Segmentation labeling entries:
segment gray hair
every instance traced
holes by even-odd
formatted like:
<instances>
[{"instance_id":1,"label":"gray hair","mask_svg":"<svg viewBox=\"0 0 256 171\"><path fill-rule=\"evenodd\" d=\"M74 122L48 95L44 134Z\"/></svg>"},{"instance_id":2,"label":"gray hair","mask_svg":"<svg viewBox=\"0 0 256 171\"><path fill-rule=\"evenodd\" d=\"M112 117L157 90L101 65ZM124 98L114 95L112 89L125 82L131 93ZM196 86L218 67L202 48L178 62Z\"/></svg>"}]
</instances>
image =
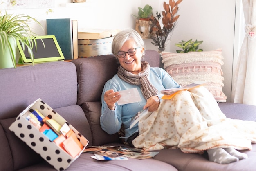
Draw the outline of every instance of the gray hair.
<instances>
[{"instance_id":1,"label":"gray hair","mask_svg":"<svg viewBox=\"0 0 256 171\"><path fill-rule=\"evenodd\" d=\"M134 40L138 47L144 47L144 50L142 54L142 57L143 57L145 55L145 50L146 50L144 41L138 32L132 28L121 30L114 37L112 43L113 54L115 55L117 52L121 49L125 42L130 39Z\"/></svg>"}]
</instances>

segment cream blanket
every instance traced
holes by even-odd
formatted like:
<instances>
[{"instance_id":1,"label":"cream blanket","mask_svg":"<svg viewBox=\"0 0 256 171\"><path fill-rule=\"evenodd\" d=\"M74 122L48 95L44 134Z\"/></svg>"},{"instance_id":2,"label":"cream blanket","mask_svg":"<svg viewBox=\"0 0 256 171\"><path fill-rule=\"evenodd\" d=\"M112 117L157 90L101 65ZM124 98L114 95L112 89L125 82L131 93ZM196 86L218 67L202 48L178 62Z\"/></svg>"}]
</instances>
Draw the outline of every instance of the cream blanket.
<instances>
[{"instance_id":1,"label":"cream blanket","mask_svg":"<svg viewBox=\"0 0 256 171\"><path fill-rule=\"evenodd\" d=\"M179 148L202 153L219 147L251 149L256 143L256 122L227 118L203 86L163 100L139 121L139 129L132 144L146 151Z\"/></svg>"}]
</instances>

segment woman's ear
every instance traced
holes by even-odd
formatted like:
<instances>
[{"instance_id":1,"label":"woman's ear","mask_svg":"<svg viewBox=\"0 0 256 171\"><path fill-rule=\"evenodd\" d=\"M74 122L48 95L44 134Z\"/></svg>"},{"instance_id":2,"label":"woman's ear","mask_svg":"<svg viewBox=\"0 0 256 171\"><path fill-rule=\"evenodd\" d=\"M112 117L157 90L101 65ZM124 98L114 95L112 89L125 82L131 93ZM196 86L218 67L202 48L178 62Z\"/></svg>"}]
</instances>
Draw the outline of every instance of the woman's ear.
<instances>
[{"instance_id":1,"label":"woman's ear","mask_svg":"<svg viewBox=\"0 0 256 171\"><path fill-rule=\"evenodd\" d=\"M144 47L141 47L141 48L140 48L141 49L141 50L140 50L140 53L141 53L142 54L143 53L143 52L144 52Z\"/></svg>"}]
</instances>

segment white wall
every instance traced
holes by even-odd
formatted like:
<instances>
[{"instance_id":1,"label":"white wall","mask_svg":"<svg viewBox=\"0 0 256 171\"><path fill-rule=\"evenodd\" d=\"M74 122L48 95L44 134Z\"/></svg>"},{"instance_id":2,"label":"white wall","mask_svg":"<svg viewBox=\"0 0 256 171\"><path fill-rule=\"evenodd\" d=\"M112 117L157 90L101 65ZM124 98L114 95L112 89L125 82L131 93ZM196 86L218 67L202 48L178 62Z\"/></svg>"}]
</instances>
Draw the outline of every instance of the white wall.
<instances>
[{"instance_id":1,"label":"white wall","mask_svg":"<svg viewBox=\"0 0 256 171\"><path fill-rule=\"evenodd\" d=\"M73 7L61 7L61 3L70 0L55 0L53 12L47 14L47 9L34 9L9 10L9 12L23 13L35 18L41 24L44 30L35 27L38 35L46 34L46 19L70 18L78 20L79 28L105 28L124 29L135 28L135 17L138 7L146 4L151 5L153 14L163 11L164 0L87 0L83 4ZM166 0L168 2L168 1ZM180 17L177 27L172 33L171 40L167 44L166 51L175 52L179 48L175 44L181 40L203 40L200 48L204 51L219 48L223 49L224 65L222 68L225 78L223 91L230 100L233 64L233 47L236 1L234 0L183 0L179 5ZM145 40L148 49L157 50Z\"/></svg>"}]
</instances>

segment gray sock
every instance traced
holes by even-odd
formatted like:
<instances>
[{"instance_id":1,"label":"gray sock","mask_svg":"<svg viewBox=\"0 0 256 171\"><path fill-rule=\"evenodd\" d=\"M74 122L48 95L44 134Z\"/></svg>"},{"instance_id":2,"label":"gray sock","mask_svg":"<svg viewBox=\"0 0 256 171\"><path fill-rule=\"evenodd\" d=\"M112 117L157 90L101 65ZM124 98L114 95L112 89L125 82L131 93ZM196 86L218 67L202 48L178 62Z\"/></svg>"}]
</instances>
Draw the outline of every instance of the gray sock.
<instances>
[{"instance_id":1,"label":"gray sock","mask_svg":"<svg viewBox=\"0 0 256 171\"><path fill-rule=\"evenodd\" d=\"M220 164L227 164L237 162L238 158L230 155L222 148L209 149L207 150L209 160Z\"/></svg>"},{"instance_id":2,"label":"gray sock","mask_svg":"<svg viewBox=\"0 0 256 171\"><path fill-rule=\"evenodd\" d=\"M229 154L233 156L236 157L239 160L248 158L247 154L241 153L233 148L223 148L223 149L227 152Z\"/></svg>"}]
</instances>

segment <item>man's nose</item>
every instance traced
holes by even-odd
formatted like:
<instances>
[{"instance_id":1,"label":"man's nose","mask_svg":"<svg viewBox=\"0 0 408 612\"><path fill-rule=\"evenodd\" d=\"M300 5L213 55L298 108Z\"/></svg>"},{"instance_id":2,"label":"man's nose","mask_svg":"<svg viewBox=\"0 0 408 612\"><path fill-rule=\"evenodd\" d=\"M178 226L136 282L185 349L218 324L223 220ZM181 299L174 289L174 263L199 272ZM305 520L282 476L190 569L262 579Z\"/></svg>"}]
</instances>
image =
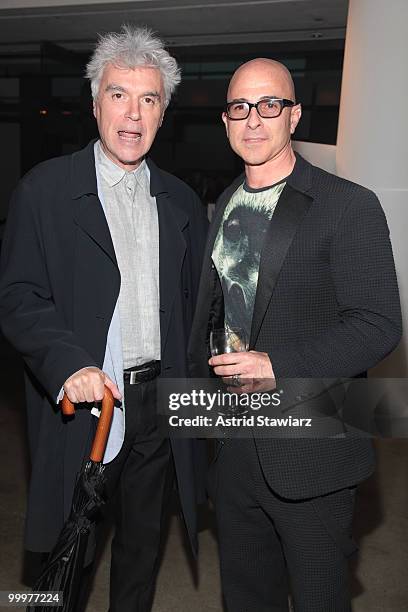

▶ [Task directions]: Write out the lines from the one holding "segment <item>man's nose</item>" through the end of the records, inclusive, swapping every "man's nose" for "man's mouth" and keeping everything else the same. Leave out the pictures.

▶ [Expected output]:
segment <item>man's mouth</item>
every instance traced
holes by even-odd
formatted like:
<instances>
[{"instance_id":1,"label":"man's mouth","mask_svg":"<svg viewBox=\"0 0 408 612\"><path fill-rule=\"evenodd\" d=\"M300 5L213 55L298 108Z\"/></svg>"},{"instance_id":2,"label":"man's mouth","mask_svg":"<svg viewBox=\"0 0 408 612\"><path fill-rule=\"evenodd\" d=\"M178 226L136 282L185 349L218 324L223 220ZM181 299L174 289L174 263L199 272ZM305 520L282 476L190 569L262 579Z\"/></svg>"}]
</instances>
image =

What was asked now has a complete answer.